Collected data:
══════════

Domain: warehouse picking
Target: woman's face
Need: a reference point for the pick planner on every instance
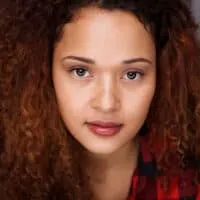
(104, 74)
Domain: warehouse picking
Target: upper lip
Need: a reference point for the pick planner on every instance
(105, 124)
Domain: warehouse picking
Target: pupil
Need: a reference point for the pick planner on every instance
(131, 75)
(81, 72)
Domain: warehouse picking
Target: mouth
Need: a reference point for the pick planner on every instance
(103, 128)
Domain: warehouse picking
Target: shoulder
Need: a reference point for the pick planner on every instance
(179, 187)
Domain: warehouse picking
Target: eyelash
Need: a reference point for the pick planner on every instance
(74, 69)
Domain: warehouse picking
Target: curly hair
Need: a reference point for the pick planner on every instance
(39, 159)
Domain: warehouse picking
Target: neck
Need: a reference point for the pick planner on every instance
(122, 160)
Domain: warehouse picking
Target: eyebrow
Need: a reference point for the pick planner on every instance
(90, 61)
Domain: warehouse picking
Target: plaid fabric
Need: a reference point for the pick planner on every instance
(146, 183)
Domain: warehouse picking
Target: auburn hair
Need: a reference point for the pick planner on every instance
(39, 159)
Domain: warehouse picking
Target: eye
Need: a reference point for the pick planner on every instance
(80, 72)
(133, 75)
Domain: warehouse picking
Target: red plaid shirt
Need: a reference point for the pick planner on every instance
(146, 184)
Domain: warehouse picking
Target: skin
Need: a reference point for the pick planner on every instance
(106, 90)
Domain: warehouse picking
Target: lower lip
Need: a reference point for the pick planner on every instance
(104, 131)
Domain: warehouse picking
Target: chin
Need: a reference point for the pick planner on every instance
(101, 150)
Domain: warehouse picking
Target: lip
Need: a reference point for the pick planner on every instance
(103, 128)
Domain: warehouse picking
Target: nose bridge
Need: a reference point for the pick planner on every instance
(106, 97)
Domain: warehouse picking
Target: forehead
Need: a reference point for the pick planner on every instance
(106, 35)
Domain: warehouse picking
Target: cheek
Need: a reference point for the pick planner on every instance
(137, 103)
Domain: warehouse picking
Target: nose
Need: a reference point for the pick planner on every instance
(106, 96)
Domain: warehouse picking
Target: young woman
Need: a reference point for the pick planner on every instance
(99, 100)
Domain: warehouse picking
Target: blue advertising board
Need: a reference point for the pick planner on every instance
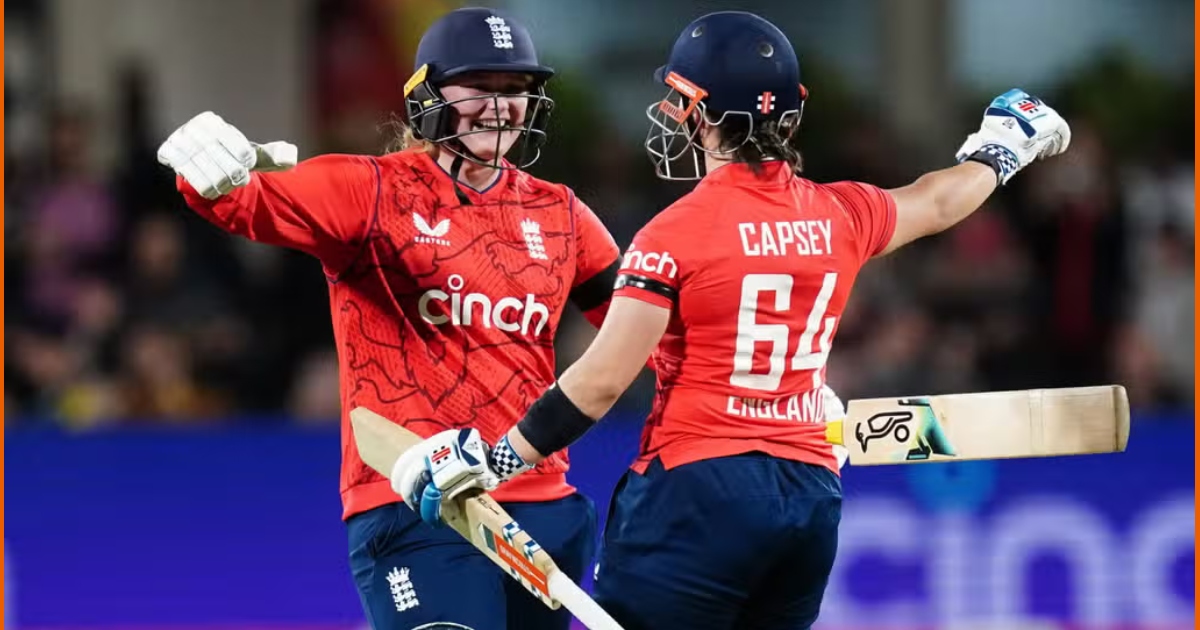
(239, 528)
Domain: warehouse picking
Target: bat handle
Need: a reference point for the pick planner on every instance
(582, 606)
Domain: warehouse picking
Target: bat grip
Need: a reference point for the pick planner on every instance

══════════

**Stated exercise**:
Retype the entries word for word. Omit any images.

**Response below**:
Domain: warehouse picking
Target: woman's face
Need: a reference point for the pick planner on every instance
(104, 74)
Domain: warehouse picking
Target: upper lip
Need: a reference point for the pick planner on every instance
(105, 124)
Domain: warehouse picking
Target: pupil
Need: a reference point for the pick planner on every instance
(131, 75)
(81, 72)
Domain: warehouse picking
Target: mouth
Need: a reference point for the pick planner on every instance
(103, 128)
Domain: warehouse picking
Target: shoulder
Need: a reference point for the pick planner on every instance
(179, 187)
Domain: warehouse picking
Target: eyelash
Need: a reference point for the pick planner on every instance
(74, 69)
Domain: warehouse picking
Target: curly hair
Need: a reference point for the pick planner on every instance
(39, 159)
Domain: warehouse picking
Target: neck
Need: a reference point for the pick planner on every instance
(122, 160)
Domain: warehouse picking
Target: eyebrow
Need: a reference point for the pick planner on every instance
(90, 61)
Domain: warehouse picking
Target: plaid fabric
Need: a reference point for the pick planner on every instance
(146, 183)
Domain: warehouse picking
Target: auburn hair
Need: a reference point for the pick planner on every instance
(39, 159)
Domain: warehouse picking
Target: eye
Need: a reference point for the pick planner on every instance
(80, 72)
(133, 75)
Domain: warehouse picking
Target: red plaid shirt
Need: a reference point for the pick planner on every instance
(146, 184)
Domain: warehouse picking
Target: skin
Need: a reference point for the pick planner on every instance
(106, 90)
Domain: warehouse picking
Target: lower lip
Need: a reference point for the pick planner on every instance
(104, 131)
Domain: warehouse picking
Target: chin
Need: a reference point for the pick planner on every instance
(101, 150)
Domain: warehouse picking
Target: lip
Need: a reference point for the pick planner on every instance
(103, 128)
Domain: warehouse picking
Target: nose bridge
Need: a reference point for the pick planner on every instance
(106, 97)
Domain: warehouse picking
Target: forehead
Need: a reference point for the pick planner on every instance
(106, 35)
Domain: warehouse picking
Target: cheek
Need: a reference point for the pick planner on every instance
(137, 103)
Domain: warehouse picking
Target: nose
Need: a reference point for the pick planner on every instance
(106, 96)
Domain: warehouse picking
Target: young woman
Need: a reference point for the pick planner on every instance
(99, 100)
Domain: warehouse picking
Target: blue advertising board
Need: a reference point for the pick planner on every instance
(239, 528)
Domain: warehouse picking
Target: bat handle
Need: a reference point for the pick planner on every instance
(582, 606)
Domain: warehouse picking
Target: bat grip
Need: a reference point for the pick planner on every instance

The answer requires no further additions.